Prompt. Reproduce every line of the material below verbatim, omitting the pictures.

Provided data.
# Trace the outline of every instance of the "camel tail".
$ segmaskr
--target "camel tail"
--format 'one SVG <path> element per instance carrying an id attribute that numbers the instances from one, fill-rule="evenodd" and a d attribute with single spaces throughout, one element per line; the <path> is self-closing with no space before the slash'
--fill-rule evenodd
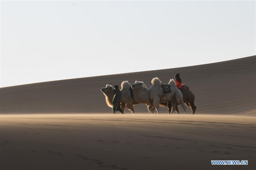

Task answer.
# Trace the outline of every instance of the "camel tail".
$ segmaskr
--target "camel tail"
--format 'one SVG <path> element per instance carrying an id attribute that numbers the instances from one, fill-rule="evenodd" and a d attribute with single spaces throughout, one element per line; the <path> is self-closing with no space before the slash'
--fill-rule evenodd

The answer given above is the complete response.